Texto fornecido —
Toca a fazer a meditação! De Manual de Meditações na mão, por baixo da imagem da Senhora do Perpétuo Socorro, onde havia um belo banco verde, agora junto ao altar, cada dia lia um de nós um texto da Bíblia, de algum apóstolo ou santo digno de ser meditado. Chega a vez do Zé Manel Sono. Folheia o manual e fixa-se num título: O Melindre. Uma risada. Leu e provocou risadas constantes, sempre com o olho de soslaio, não aparecesse o padre Correia.
Nos outros dias ele sugeria sempre o Melindre. Melindre ficou de alcunha entre nós.

Lista de tarefas —
1) Responde a estas perguntas com base no texto sobre a meditação:
(a) Que livro tinham na mão para fazer a meditação?
(b) Que título escolheu o Zé Manel Sono ao folhear o manual?
(c) Quem não queriam que aparecesse durante a leitura?
2) Diz se cada afirmação está de acordo com o texto sobre a meditação. Responde sim ou não e cita as palavras do texto que o mostram.
(a) A leitura de cada dia era feita sempre pela mesma pessoa.
(b) A leitura do Zé Manel Sono fez rir.
(c) O título escolhido acabou por se tornar uma alcunha.
3) Retoma o relato sobre a meditação com o Manual de Meditações e continua-o a partir da última frase.

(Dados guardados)
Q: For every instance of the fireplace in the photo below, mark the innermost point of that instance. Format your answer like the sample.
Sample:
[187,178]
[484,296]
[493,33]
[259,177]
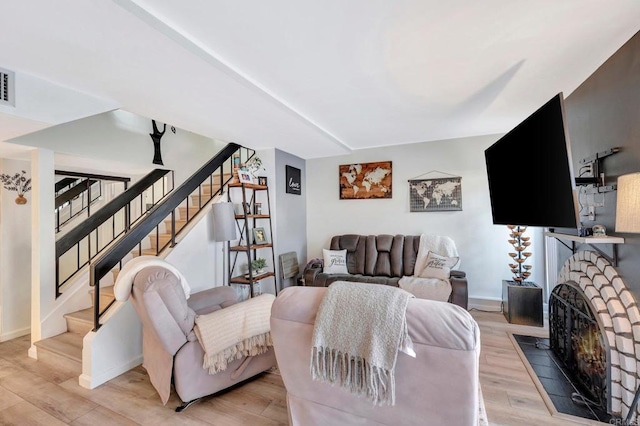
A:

Respostas —
1)
(a) O Manual de Meditações.
(b) O Melindre.
(c) O padre Correia.

2)
(a) Não: "cada dia lia um de nós um texto da Bíblia".
(b) Sim: "Leu e provocou risadas constantes".
(c) Sim: "Melindre ficou de alcunha entre nós."

3)
Mas não nos fazia rir apenas com a leitura do Melindre. Tinha ele uma irmã – a Bajé – que tinha sido pedida pelo rapaz com quem veio a casar. Era de fartar a rir ouvi-lo contar como o rapaz tinha pedido autorização aos pais para poder namorar a Bajé! Era assim em Quadrazais. Namorar, só à noite em casa da rapariga, depois de ter sido feito o pedido, isto é, a permissão para namorar.
Com vocação ou falta dela, um a um fomos saindo dos seminários. Só o Zé Diz chegou a padre. Eu fui para Lisboa, onde já se encontrava meu irmão. Meu primo Quim ficou-se por Évora, este para aqui, aquele para acolá e perdemos o rasto uns aos outros.
Do Cuco soube que, vindo um dia de bicicleta do Sabugal, lhe salta um cão às Peladas e, o sem vergonha, prega-lhe uma dentada nos lugares pudibundos e põe-lhe os boguelhos a cair. Pedala à pressa o Cuco para chegar a casa. Vê-o lastimoso o ti Mândio Baldo. Pega este numa agulha, nem sei se a desinfectou, e linha e vá de coser os boguelhos do Cuco, que quem arranja paredes, também conserta tomates.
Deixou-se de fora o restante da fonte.